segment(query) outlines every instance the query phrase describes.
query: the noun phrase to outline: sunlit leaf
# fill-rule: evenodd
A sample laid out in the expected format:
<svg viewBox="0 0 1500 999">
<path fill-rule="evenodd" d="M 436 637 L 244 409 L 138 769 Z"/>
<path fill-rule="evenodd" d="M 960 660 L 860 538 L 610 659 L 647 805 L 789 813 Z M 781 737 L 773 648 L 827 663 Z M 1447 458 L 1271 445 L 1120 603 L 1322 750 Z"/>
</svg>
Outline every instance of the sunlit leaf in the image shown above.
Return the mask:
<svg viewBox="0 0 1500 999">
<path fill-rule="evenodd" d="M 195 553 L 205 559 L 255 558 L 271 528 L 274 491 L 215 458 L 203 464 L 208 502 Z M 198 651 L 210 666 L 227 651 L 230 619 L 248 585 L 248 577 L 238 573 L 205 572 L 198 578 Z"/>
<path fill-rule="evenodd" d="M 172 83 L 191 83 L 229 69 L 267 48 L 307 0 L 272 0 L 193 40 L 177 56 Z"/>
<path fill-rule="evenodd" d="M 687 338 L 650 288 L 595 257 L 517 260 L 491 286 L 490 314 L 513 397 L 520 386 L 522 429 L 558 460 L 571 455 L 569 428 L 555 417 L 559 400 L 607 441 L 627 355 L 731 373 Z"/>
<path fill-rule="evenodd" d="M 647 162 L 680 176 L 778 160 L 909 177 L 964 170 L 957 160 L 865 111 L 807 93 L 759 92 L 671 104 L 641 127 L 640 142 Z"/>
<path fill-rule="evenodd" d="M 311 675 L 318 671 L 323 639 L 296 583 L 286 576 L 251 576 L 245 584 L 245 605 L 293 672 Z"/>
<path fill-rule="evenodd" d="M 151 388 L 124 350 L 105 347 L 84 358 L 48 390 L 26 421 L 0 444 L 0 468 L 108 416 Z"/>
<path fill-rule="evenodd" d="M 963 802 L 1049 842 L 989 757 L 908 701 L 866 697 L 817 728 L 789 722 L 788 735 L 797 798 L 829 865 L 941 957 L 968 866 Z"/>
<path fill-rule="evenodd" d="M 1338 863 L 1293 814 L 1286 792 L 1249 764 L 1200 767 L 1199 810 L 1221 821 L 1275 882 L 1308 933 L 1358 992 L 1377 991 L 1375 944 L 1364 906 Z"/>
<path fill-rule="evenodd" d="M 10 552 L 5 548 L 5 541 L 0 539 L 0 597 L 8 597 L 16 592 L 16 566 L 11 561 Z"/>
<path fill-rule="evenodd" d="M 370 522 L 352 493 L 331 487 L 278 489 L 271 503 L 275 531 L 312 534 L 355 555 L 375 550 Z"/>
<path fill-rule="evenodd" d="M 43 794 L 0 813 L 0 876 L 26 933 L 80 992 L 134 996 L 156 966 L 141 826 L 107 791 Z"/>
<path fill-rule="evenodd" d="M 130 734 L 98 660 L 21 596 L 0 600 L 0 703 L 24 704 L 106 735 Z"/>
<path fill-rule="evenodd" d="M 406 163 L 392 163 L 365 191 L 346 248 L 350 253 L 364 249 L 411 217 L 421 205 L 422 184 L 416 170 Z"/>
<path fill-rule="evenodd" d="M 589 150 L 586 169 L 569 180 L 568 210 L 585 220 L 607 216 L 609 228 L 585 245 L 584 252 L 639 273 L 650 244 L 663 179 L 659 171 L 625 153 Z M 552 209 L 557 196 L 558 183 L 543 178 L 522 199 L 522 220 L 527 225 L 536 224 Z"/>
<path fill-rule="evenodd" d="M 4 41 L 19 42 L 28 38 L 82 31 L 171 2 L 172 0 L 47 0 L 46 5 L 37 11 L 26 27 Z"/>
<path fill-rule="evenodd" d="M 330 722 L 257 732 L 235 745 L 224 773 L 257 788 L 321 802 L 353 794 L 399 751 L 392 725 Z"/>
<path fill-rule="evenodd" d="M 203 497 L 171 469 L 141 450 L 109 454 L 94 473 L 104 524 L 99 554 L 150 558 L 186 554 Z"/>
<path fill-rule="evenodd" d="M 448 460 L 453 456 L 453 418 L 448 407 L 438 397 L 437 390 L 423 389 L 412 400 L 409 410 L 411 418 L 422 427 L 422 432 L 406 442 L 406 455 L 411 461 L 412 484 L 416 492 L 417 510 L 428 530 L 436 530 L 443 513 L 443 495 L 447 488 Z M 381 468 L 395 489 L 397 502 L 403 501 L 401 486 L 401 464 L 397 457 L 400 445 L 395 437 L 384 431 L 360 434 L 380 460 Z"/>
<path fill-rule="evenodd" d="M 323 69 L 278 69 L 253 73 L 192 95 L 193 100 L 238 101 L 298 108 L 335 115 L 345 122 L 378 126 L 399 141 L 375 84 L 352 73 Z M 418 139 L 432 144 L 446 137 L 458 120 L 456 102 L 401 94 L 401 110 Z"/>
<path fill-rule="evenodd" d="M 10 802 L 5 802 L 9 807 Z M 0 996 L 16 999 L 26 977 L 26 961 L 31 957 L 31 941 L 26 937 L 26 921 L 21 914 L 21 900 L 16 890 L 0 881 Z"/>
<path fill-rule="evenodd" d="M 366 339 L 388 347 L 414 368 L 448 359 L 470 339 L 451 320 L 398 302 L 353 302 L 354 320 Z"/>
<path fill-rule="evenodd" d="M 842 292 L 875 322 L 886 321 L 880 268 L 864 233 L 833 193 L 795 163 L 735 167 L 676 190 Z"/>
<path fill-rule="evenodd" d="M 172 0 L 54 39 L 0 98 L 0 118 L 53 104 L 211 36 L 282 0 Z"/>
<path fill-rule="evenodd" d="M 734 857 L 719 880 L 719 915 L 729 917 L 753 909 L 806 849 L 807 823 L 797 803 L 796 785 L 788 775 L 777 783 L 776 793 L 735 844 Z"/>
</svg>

════════

→ **WHAT THIS TASK INVOLVES**:
Using the records above, write out exactly the lines between the one holding "# fill-rule: evenodd" and the one holding "Outline every instance", inclusive; leave everything else out.

→ **ANSWER BELOW**:
# fill-rule: evenodd
A sample laid out in the expected format:
<svg viewBox="0 0 1500 999">
<path fill-rule="evenodd" d="M 436 637 L 244 409 L 138 769 Z"/>
<path fill-rule="evenodd" d="M 960 660 L 860 538 L 610 659 L 647 805 L 789 813 Z M 781 737 L 773 648 L 827 663 Z M 1447 458 L 1271 445 L 1120 603 L 1322 750 Z"/>
</svg>
Outline every instance of the sunlit leaf in the image shown above.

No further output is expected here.